### What the task requires
Can you copy the lines below word for word, leaving the pictures out of your answer?
* begin *
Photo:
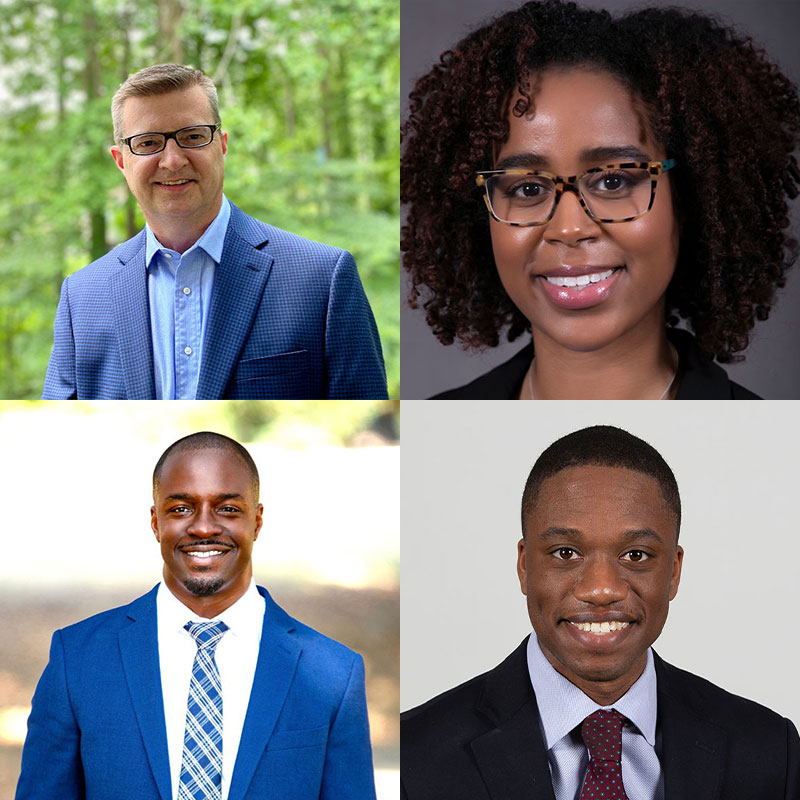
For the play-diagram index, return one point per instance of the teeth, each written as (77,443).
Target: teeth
(581,280)
(600,627)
* end *
### Exercise result
Photo:
For the play-diagram index, return one point per instance of the teeth, each written as (77,443).
Target: teeth
(581,280)
(600,627)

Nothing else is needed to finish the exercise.